> **Assignment**: Copy exactly, and copy only, the lines from the one bearing "For every instance of the stainless steel gas" through the final line of the records.

Referring expression data
Segment Open
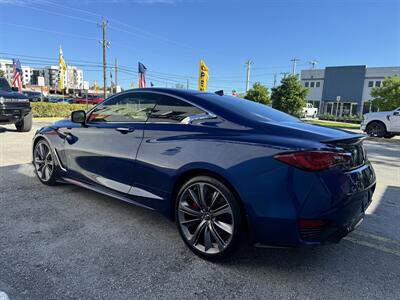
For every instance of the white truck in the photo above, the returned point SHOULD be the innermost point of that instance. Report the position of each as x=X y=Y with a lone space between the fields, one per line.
x=382 y=124
x=310 y=111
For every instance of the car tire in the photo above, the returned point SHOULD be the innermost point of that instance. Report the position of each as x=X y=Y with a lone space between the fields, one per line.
x=24 y=125
x=376 y=129
x=44 y=163
x=389 y=135
x=211 y=226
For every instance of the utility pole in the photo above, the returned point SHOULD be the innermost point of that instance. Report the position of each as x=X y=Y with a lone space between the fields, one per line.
x=116 y=74
x=248 y=64
x=105 y=44
x=284 y=74
x=313 y=63
x=294 y=60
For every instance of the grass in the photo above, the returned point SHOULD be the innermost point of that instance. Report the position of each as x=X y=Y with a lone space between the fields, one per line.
x=334 y=124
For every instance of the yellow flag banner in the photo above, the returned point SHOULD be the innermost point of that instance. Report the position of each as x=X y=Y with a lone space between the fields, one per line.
x=203 y=76
x=62 y=67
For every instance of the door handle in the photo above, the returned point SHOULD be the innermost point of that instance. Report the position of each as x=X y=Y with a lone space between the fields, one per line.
x=125 y=130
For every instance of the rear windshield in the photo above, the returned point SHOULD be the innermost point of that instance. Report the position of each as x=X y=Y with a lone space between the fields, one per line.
x=248 y=109
x=4 y=86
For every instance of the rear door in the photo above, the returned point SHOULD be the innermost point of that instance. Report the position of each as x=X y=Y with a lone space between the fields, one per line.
x=104 y=151
x=168 y=143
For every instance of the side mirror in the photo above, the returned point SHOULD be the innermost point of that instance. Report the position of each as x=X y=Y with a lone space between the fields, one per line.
x=78 y=116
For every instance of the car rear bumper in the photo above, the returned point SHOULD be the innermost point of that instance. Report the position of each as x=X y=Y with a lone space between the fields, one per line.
x=335 y=205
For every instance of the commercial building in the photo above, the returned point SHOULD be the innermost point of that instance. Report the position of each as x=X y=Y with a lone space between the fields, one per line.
x=73 y=78
x=344 y=90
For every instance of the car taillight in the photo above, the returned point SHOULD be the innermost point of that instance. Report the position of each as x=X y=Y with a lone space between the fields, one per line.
x=314 y=160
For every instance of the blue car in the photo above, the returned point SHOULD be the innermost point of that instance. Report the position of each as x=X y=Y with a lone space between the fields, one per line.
x=223 y=168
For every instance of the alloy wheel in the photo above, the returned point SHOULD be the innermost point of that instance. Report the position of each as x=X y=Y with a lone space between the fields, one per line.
x=205 y=218
x=43 y=161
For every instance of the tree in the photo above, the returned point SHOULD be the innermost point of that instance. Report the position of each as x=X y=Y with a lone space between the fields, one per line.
x=290 y=96
x=258 y=93
x=387 y=96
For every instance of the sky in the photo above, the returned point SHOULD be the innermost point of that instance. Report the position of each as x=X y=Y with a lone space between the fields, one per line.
x=170 y=37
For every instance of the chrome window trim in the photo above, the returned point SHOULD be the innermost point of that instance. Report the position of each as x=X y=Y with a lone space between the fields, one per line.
x=206 y=111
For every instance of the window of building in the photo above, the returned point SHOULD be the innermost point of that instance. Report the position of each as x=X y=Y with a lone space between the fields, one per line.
x=172 y=110
x=128 y=107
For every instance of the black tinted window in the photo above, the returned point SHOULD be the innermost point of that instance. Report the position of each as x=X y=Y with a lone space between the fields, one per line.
x=129 y=107
x=172 y=110
x=246 y=109
x=4 y=85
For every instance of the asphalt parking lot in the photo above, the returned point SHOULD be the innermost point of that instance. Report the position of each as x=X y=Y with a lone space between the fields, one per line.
x=67 y=242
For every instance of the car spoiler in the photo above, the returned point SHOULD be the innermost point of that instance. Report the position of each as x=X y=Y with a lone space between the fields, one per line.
x=356 y=138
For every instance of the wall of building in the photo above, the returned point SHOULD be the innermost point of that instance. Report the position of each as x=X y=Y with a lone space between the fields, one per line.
x=374 y=77
x=311 y=79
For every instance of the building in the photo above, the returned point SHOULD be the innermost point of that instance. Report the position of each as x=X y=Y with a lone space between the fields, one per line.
x=344 y=90
x=7 y=67
x=73 y=78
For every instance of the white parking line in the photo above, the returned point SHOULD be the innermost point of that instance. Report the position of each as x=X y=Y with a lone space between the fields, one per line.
x=3 y=296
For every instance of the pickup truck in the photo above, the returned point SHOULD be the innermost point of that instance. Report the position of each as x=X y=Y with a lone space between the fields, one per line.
x=310 y=111
x=382 y=124
x=14 y=108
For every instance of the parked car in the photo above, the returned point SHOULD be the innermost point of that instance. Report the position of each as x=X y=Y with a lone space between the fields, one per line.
x=35 y=96
x=55 y=99
x=217 y=166
x=91 y=99
x=382 y=124
x=310 y=111
x=14 y=108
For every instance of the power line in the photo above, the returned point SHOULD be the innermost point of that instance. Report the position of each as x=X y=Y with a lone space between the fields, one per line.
x=142 y=33
x=248 y=64
x=105 y=44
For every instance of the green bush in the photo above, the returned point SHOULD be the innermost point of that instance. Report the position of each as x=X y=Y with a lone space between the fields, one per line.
x=57 y=110
x=347 y=119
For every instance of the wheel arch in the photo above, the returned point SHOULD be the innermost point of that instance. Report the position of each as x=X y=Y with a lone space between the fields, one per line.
x=376 y=121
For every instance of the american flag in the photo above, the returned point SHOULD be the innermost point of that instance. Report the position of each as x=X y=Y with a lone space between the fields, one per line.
x=17 y=75
x=142 y=78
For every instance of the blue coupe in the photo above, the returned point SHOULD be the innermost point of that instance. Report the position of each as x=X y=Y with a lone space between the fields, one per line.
x=221 y=167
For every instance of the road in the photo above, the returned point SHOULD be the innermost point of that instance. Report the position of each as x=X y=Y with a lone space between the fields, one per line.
x=66 y=242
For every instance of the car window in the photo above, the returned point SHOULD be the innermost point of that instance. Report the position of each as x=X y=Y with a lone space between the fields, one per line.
x=172 y=110
x=128 y=107
x=4 y=86
x=246 y=109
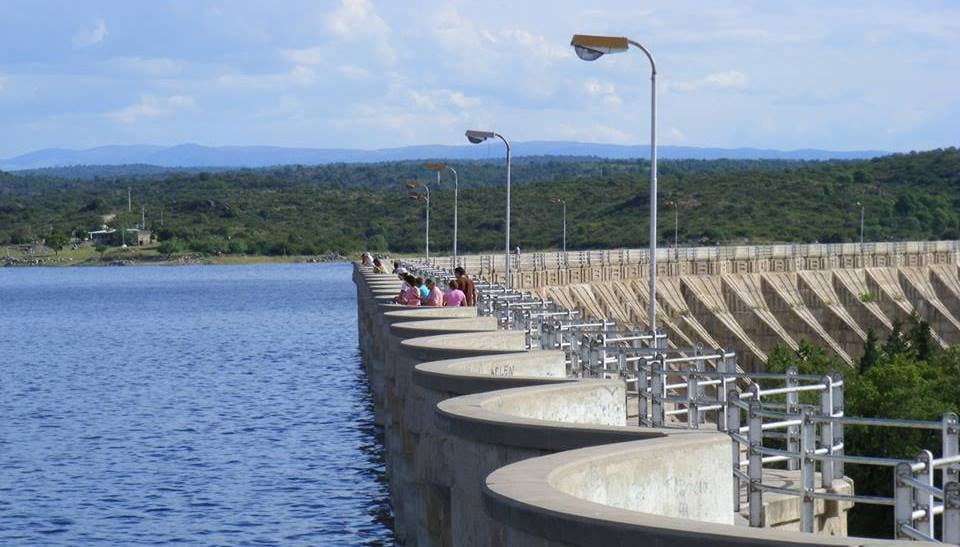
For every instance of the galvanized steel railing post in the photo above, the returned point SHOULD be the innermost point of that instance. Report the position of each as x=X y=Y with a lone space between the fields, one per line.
x=808 y=468
x=657 y=391
x=903 y=499
x=793 y=431
x=693 y=410
x=755 y=466
x=951 y=447
x=838 y=434
x=643 y=394
x=951 y=513
x=924 y=499
x=826 y=433
x=733 y=427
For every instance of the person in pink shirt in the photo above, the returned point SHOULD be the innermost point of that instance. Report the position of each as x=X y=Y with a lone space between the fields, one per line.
x=411 y=295
x=435 y=296
x=454 y=297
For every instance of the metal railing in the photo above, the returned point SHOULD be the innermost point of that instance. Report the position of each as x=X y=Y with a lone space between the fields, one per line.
x=487 y=264
x=768 y=424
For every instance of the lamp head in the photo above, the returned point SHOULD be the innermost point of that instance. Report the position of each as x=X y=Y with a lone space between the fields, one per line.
x=476 y=137
x=591 y=48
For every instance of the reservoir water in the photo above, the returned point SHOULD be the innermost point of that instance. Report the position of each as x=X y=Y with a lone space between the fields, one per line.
x=195 y=405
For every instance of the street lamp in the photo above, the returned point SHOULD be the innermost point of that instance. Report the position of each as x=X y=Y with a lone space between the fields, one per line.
x=414 y=185
x=563 y=203
x=591 y=48
x=456 y=191
x=676 y=226
x=476 y=137
x=861 y=206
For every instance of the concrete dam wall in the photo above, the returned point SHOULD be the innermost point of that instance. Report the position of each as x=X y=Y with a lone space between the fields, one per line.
x=489 y=443
x=750 y=299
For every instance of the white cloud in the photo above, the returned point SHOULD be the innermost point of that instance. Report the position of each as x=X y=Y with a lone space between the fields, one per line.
x=151 y=106
x=148 y=66
x=730 y=80
x=352 y=72
x=307 y=56
x=90 y=37
x=357 y=21
x=604 y=90
x=726 y=80
x=299 y=75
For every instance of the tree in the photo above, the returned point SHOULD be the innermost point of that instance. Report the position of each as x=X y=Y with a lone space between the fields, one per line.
x=56 y=242
x=896 y=342
x=871 y=352
x=921 y=341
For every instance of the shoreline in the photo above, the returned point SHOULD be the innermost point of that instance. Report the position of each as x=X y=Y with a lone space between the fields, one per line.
x=184 y=260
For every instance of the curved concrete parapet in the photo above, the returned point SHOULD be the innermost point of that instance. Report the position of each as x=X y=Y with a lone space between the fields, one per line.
x=435 y=348
x=459 y=400
x=489 y=430
x=479 y=374
x=631 y=494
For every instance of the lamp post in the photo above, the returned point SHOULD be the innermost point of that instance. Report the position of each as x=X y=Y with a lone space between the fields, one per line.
x=476 y=137
x=860 y=205
x=591 y=48
x=413 y=185
x=676 y=226
x=563 y=203
x=456 y=196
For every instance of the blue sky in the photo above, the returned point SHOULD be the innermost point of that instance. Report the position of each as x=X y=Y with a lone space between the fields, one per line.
x=370 y=74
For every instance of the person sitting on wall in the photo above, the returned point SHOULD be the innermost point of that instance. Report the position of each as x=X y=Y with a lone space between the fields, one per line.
x=435 y=295
x=466 y=285
x=412 y=295
x=454 y=297
x=424 y=291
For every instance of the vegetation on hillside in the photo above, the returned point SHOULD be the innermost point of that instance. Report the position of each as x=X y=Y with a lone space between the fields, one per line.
x=346 y=208
x=906 y=377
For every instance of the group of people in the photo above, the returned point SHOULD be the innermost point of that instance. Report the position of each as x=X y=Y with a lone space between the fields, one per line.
x=417 y=291
x=368 y=260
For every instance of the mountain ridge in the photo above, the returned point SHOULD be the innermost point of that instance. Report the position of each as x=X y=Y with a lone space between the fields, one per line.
x=196 y=155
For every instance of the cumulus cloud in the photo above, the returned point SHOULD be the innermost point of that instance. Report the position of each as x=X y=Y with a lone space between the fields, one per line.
x=730 y=80
x=152 y=106
x=148 y=66
x=604 y=90
x=357 y=21
x=90 y=36
x=299 y=75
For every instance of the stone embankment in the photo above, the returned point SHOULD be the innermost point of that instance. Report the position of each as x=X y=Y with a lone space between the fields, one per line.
x=488 y=443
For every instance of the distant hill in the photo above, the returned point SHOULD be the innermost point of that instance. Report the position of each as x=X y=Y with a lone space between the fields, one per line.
x=195 y=155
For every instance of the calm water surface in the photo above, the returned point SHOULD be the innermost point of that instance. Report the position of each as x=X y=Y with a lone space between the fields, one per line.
x=220 y=405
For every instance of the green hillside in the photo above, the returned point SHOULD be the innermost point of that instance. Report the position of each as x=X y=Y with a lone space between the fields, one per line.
x=346 y=208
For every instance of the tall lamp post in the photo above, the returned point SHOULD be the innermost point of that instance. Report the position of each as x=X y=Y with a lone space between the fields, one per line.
x=476 y=137
x=860 y=205
x=676 y=226
x=563 y=203
x=456 y=191
x=414 y=185
x=591 y=48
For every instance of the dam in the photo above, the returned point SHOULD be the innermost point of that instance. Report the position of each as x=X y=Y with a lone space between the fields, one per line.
x=753 y=298
x=494 y=436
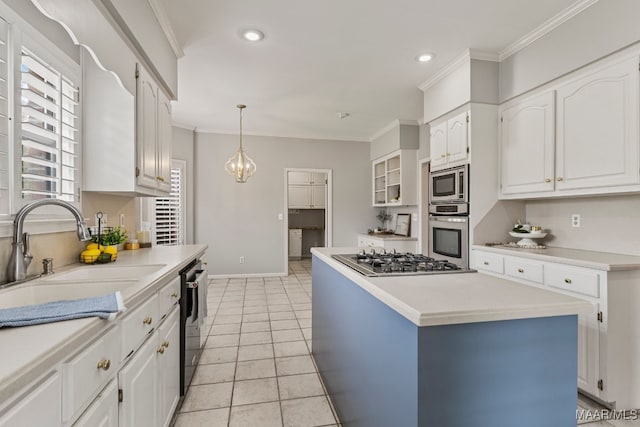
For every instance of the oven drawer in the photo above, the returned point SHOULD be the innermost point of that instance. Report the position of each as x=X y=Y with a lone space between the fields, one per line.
x=485 y=261
x=519 y=268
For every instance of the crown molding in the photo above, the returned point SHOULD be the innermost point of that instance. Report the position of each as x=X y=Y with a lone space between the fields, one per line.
x=545 y=28
x=165 y=24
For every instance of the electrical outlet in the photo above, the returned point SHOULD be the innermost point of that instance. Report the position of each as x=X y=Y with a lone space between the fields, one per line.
x=575 y=220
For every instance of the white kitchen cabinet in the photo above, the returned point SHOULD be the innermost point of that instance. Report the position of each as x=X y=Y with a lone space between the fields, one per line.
x=578 y=137
x=527 y=145
x=41 y=405
x=394 y=179
x=449 y=143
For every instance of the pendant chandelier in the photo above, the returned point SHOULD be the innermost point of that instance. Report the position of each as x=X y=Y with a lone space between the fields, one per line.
x=240 y=165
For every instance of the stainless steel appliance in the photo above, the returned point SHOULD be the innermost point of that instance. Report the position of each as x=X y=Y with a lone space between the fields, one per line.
x=376 y=264
x=193 y=320
x=449 y=185
x=449 y=238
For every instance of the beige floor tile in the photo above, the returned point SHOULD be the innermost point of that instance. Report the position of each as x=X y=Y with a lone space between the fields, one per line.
x=219 y=355
x=216 y=373
x=255 y=391
x=296 y=386
x=208 y=418
x=254 y=352
x=307 y=412
x=287 y=335
x=208 y=396
x=290 y=348
x=294 y=365
x=254 y=369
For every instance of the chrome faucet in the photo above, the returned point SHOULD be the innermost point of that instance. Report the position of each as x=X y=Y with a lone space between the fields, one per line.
x=20 y=256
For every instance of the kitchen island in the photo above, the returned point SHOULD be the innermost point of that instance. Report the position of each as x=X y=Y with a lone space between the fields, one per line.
x=443 y=350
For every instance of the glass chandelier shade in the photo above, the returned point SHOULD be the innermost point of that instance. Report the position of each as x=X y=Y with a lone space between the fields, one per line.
x=240 y=165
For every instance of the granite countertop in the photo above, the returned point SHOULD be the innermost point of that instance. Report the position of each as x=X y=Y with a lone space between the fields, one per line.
x=34 y=350
x=443 y=299
x=589 y=259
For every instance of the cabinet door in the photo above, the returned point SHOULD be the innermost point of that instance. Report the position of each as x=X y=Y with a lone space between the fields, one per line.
x=299 y=196
x=168 y=355
x=457 y=139
x=597 y=143
x=318 y=193
x=438 y=145
x=146 y=129
x=527 y=145
x=139 y=385
x=164 y=143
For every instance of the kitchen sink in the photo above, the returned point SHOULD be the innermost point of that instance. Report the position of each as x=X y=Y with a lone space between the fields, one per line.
x=105 y=272
x=40 y=293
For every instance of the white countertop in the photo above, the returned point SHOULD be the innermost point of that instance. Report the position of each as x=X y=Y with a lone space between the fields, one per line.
x=443 y=299
x=31 y=351
x=580 y=258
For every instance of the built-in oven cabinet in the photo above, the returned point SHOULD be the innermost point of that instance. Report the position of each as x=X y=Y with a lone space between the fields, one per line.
x=551 y=142
x=394 y=179
x=449 y=142
x=608 y=343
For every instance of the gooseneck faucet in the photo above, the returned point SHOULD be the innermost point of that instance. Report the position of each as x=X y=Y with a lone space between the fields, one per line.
x=20 y=257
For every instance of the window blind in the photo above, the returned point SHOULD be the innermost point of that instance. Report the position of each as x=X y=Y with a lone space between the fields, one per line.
x=50 y=134
x=169 y=212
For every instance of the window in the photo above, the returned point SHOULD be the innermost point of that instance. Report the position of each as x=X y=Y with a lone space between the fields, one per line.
x=49 y=131
x=169 y=211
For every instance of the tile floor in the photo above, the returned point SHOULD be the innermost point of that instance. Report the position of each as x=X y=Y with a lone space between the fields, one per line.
x=256 y=368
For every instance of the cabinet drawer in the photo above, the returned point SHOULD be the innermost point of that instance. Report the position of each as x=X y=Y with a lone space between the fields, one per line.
x=137 y=325
x=88 y=372
x=524 y=269
x=573 y=279
x=485 y=261
x=168 y=296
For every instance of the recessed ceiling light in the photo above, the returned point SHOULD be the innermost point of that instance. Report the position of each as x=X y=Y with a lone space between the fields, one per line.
x=253 y=35
x=425 y=57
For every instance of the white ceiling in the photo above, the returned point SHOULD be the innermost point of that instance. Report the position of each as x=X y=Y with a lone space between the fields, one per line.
x=320 y=58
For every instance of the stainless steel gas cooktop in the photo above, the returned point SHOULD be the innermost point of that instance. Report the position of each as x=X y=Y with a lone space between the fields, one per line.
x=374 y=264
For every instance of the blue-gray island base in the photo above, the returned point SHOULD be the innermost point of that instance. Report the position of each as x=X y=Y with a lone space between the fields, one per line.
x=381 y=369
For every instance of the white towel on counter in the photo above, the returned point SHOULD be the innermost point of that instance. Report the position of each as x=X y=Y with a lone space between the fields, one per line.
Segment Closed
> **Result of the exercise**:
For every instance of the stainless steel gas cooktop in the photo above, the returned point SHOULD be the innermost point of that instance. Report the position of each as x=X y=Y with a lone space between the fields, one per line.
x=374 y=264
For every instance of the blue-gray island base in the photo above, the returned point SHOULD be the innermost point of that instance. Report the position of each as x=X y=Y with a lone space between the fields, one per line.
x=381 y=369
For every instance of the white towel on counter in the photo above, the returned point SHOULD be the innermost point of that instance. Report the position of each as x=X y=Y with a lone space between the fields, one per line.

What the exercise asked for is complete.